As I have got older, it has become even more exciting for me, and with the addition of 2 kiddies to the household, I don't think it could be bigger.
Which also means its stressful!
Having a diagnosis myself as well as 2 kids on the spectrum means that to have the opportunity to enjoy christmas, we need to follow a few rules, and I think that these might be pretty useful to other people in a similar situation.
So, here goes.
1 - PLAN! Spontaneity is nice in its place, but at Christmas, ASD children will be getting wound up in a way its hard to calm them down from. The entire world is throwing Christmas excitement at them. So, have a calendar, or a wall-planner, or a visual timetable they can see, and talk them through what is happening each day so they know what to expect. At the moment mine says
Dec 18 - School all day
Dec 19 - School half day then playing at home
Dec 20 - Take Daddy to hospital/ playing at home
Dec 21 - Daddy's Birthday
Dec 22 - Playing at home
Dec 23 - Granny and Pappi coming
Dec 24 - Christmas Eve, Uncle AJ coming to stay
Dec 25 - Christmas Day: Uncle AJ, Granny and Pappi visiting
etc..We also always make sure we have a laminated sheet like a social story which has details of what is going on at each point through the day. this gives them much-needed structure and routine.

§ Material shown:
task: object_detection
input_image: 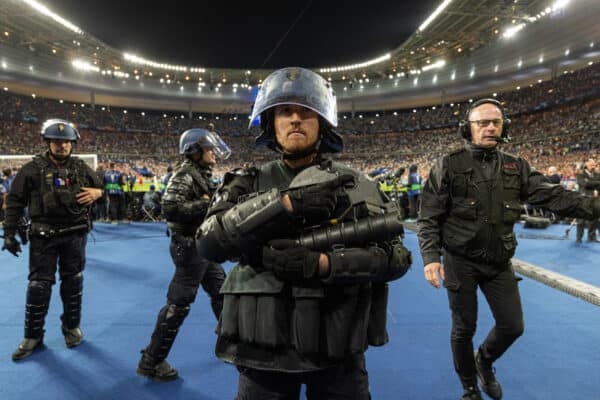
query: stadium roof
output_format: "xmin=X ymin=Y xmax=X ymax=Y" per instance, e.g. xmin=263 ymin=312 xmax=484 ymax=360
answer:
xmin=0 ymin=0 xmax=600 ymax=110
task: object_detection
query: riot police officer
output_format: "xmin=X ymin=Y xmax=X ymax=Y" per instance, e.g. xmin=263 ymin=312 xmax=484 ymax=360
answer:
xmin=198 ymin=68 xmax=410 ymax=400
xmin=418 ymin=99 xmax=600 ymax=399
xmin=2 ymin=119 xmax=102 ymax=360
xmin=136 ymin=128 xmax=231 ymax=382
xmin=575 ymin=158 xmax=600 ymax=243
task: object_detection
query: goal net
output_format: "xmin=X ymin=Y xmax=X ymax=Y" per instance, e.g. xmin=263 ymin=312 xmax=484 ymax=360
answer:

§ Required action A: In the Christmas planning text, rewrite the paragraph beginning "Having a diagnosis myself" in a shorter form, keeping its main facts.
§ Required action B: In the Christmas planning text, copy the passage from "As I have got" to "means its stressful!" word for word.

§ Worked solution A: With the writer and two children all on the spectrum, the family must follow a few rules to enjoy Christmas, and these may help others in a similar situation.

§ Worked solution B:
As I have got older, it has become even more exciting for me, and with the addition of 2 kiddies to the household, I don't think it could be bigger.
Which also means its stressful!